▶ _Selected text_:
## begin

Burkina Faso: military embeds itself in transitional government – By SJ Cooper-Knock

By Uncategorised
December 18, 2014
2704
1
Zida

Coup leader Colonel Isaac Zida (centre) has remained of central importance in the country’s transitional government.

8th Dec, 2014 – On 19th November, Lt. Col Isaac Zida was named interim prime minister of Burkina Faso, having previously emerged dominant in the military power struggle that followed President Blaise Compaoré’s exit at the end of October.

Compaoré –who had himself come to power through a coup d’ état – held office in the country for 27 years. Under his rule some democratic institutions have been introduced, but the country remained effectively “˜semi-authoritarian’, led by a strong executive that has not faced a meaningful electoral challenge thanks in large part to his willingness to use state resources to oppress political opponents and fund its own campaigns. In recent years, the country had experienced 7% growth, largely based on gold and cotton production, but inequality and youth unemployment have been escalating.

Violations of the past – including the murder of former president Thomas Sankara in 1987 and journalist Norbert Zongo in 1998 – had continued to haunt the government, and accusations of corruption were growing. Compaoré’s political survival relied heavily upon the support of traditional leaders, and the networks of patronage that he had cultivated over the last three decades. Internationally, he depended largely on his claim to maintain stability in an otherwise politically tumultuous region, making himself strategically useful to France and the US in their attempts to tackle Islamic militants around Mali, Nigeria, and beyond.

This was not the first attempt to oust Compaoré – in 2011 he managed to counter protests and a mutiny that included some of his own presidential guard. Two years later, protests over political reform and the rising costs of basic goods prompted former president Jean-Baptiste Ouedraogo to intervene as a mediator, to no avail. But Compaoré always survived, and this led him to overestimate his political staying power.

## end

▶ _What you need to do_:
A. Print, word for word, the part of the Burkina Faso article that opens with the words containing "This was not" and closes with "political staying power.".
B. In the Burkina Faso article, what two products was the country's recent 7% growth mostly based on?

▶ _Data lines_:
## begin

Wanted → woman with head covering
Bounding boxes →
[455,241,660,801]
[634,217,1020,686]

## end

▶ _Responses per task_:
A.
This was not the first attempt to oust Compaoré – in 2011 he managed to counter protests and a mutiny that included some of his own presidential guard. Two years later, protests over political reform and the rising costs of basic goods prompted former president Jean-Baptiste Ouedraogo to intervene as a mediator, to no avail. But Compaoré always survived, and this led him to overestimate his political staying power.

B. Gold and cotton.